> _Selected passage_

···

# Can Code Agents Reproduce Discoveries in Computational Materials Science? Limitations Revealed by the AutoMat Benchmark

> This article evaluates the reproducibility of LLM-based code agents in computational materials science using the AutoMat benchmark. The study finds that the success rate of the optimal configuration is only 54.1%, with key failure reasons including incomplete programs, method deviations, and execution fragility.

- 板块: [Openclaw Llm](https://www.zingnex.cn/en/forum/board/openclaw-llm)

···

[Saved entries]
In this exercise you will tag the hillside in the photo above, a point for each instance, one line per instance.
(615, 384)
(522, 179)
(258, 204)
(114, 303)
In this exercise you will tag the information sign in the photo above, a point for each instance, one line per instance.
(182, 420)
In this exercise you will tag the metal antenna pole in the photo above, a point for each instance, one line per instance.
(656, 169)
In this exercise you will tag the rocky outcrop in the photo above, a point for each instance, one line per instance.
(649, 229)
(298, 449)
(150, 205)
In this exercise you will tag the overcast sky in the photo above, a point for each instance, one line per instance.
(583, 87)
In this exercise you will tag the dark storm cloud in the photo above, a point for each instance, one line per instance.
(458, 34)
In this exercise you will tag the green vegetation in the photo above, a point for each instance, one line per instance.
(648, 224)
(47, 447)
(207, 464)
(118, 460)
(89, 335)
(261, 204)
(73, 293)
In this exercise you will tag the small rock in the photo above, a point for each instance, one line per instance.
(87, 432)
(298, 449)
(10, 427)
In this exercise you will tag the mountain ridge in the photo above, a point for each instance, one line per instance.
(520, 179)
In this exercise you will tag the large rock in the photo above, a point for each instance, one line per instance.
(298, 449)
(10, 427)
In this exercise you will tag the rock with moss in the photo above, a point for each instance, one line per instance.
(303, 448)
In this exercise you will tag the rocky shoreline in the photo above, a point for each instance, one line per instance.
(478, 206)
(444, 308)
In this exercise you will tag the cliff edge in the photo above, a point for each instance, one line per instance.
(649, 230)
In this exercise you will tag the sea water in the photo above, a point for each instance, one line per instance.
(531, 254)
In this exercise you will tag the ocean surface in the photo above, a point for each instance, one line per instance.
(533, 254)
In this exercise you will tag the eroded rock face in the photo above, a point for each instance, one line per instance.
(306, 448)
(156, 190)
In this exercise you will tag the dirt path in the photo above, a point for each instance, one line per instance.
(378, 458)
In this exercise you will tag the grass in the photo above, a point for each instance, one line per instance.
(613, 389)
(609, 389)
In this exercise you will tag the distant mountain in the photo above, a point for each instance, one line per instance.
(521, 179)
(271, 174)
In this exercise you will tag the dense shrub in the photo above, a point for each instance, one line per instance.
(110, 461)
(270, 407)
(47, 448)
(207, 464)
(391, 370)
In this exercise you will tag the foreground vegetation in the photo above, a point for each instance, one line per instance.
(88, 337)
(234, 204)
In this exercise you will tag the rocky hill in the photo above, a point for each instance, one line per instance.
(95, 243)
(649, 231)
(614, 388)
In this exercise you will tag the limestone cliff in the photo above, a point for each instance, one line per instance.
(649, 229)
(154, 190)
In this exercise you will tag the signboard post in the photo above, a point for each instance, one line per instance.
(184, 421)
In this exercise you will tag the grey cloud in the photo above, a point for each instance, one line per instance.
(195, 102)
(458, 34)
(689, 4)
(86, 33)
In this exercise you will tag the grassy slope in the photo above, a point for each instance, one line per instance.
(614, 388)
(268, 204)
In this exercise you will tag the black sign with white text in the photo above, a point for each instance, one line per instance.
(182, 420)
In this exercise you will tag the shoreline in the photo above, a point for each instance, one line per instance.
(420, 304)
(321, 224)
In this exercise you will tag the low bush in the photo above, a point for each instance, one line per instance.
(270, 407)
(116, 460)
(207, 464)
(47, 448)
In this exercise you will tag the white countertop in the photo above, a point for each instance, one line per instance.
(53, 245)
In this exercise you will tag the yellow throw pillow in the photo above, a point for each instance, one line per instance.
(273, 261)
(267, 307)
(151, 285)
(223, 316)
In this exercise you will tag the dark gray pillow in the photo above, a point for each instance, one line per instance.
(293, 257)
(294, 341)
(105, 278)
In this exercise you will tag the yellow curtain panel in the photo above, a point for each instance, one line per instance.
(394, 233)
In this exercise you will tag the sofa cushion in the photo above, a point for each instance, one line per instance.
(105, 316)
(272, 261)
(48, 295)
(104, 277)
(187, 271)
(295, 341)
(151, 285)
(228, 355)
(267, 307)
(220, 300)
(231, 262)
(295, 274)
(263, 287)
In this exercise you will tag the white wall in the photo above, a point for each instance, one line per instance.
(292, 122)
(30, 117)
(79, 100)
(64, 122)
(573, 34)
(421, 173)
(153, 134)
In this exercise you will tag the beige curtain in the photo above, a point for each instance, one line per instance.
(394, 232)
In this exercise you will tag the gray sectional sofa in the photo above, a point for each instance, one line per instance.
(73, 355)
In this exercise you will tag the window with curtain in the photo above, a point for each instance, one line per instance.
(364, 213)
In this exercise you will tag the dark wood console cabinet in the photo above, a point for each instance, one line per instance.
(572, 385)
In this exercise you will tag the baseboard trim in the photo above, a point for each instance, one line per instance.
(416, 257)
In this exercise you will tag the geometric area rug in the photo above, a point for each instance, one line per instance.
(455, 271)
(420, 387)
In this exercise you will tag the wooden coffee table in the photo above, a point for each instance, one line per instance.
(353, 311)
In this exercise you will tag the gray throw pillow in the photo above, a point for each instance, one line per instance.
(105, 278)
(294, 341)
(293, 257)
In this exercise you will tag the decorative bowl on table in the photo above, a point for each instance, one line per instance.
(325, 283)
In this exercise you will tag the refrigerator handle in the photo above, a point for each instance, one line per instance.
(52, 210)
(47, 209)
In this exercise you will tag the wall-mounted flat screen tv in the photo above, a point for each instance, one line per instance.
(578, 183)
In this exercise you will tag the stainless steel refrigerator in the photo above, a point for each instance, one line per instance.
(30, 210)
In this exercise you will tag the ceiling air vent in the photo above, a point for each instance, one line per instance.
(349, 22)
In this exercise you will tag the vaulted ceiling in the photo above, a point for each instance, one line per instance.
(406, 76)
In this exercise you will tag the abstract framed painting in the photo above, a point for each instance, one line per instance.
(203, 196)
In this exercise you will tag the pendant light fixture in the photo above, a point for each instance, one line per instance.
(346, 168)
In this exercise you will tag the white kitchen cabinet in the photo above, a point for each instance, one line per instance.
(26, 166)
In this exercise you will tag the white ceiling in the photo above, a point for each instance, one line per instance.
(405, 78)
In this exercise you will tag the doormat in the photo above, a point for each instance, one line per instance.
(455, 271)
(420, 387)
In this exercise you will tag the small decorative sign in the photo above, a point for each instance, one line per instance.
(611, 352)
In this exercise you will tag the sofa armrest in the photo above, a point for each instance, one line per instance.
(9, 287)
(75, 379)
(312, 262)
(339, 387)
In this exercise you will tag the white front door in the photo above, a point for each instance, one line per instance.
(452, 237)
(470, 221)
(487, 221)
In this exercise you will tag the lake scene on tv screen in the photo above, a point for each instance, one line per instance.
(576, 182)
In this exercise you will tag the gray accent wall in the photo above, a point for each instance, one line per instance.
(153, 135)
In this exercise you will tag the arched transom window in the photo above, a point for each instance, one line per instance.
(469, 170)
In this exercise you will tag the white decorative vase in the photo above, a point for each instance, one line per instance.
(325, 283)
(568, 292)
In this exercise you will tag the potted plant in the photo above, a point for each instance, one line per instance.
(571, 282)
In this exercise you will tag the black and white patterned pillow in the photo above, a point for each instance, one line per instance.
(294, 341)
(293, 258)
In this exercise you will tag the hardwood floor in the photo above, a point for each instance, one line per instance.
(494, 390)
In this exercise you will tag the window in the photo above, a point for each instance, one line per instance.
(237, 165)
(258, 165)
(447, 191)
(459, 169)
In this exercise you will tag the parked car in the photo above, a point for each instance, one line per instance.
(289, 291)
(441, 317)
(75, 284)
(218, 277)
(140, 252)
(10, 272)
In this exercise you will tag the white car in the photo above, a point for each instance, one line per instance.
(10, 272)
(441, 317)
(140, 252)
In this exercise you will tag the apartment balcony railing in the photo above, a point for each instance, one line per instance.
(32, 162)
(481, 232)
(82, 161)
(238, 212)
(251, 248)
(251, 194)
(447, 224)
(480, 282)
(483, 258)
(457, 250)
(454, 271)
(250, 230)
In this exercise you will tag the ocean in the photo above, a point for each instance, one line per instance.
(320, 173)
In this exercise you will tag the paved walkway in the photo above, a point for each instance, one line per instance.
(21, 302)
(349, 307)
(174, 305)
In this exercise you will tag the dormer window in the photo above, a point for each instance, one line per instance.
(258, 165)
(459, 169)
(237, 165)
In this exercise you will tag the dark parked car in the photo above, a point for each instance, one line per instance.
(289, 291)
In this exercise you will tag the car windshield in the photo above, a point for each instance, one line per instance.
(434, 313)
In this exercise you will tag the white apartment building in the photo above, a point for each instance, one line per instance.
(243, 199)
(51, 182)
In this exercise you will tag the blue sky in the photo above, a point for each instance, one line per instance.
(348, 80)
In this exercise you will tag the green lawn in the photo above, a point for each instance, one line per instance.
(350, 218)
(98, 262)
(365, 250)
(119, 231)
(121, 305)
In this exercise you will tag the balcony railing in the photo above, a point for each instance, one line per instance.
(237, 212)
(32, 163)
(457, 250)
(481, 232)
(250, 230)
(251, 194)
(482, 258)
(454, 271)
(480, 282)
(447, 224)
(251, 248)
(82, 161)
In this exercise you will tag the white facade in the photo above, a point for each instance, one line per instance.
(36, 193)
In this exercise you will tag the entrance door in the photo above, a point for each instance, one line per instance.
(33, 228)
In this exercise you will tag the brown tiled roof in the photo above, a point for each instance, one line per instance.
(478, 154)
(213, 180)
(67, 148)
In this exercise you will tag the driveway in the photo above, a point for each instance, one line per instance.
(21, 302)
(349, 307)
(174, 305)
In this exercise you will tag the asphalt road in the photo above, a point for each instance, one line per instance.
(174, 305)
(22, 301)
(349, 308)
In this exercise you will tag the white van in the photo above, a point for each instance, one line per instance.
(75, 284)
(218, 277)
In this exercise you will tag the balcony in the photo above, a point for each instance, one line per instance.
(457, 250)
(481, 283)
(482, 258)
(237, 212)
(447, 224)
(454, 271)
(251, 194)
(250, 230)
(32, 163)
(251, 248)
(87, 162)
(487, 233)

···

> _Task to carry out_
Edit the AutoMat benchmark summary between "# Can Code Agents" and "and execution fragility.", inclusive, so that "execution fragility" becomes "runtime instability".

> _Exercise response_
# Can Code Agents Reproduce Discoveries in Computational Materials Science? Limitations Revealed by the AutoMat Benchmark

> This article evaluates the reproducibility of LLM-based code agents in computational materials science using the AutoMat benchmark. The study finds that the success rate of the optimal configuration is only 54.1%, with key failure reasons including incomplete programs, method deviations, and runtime instability.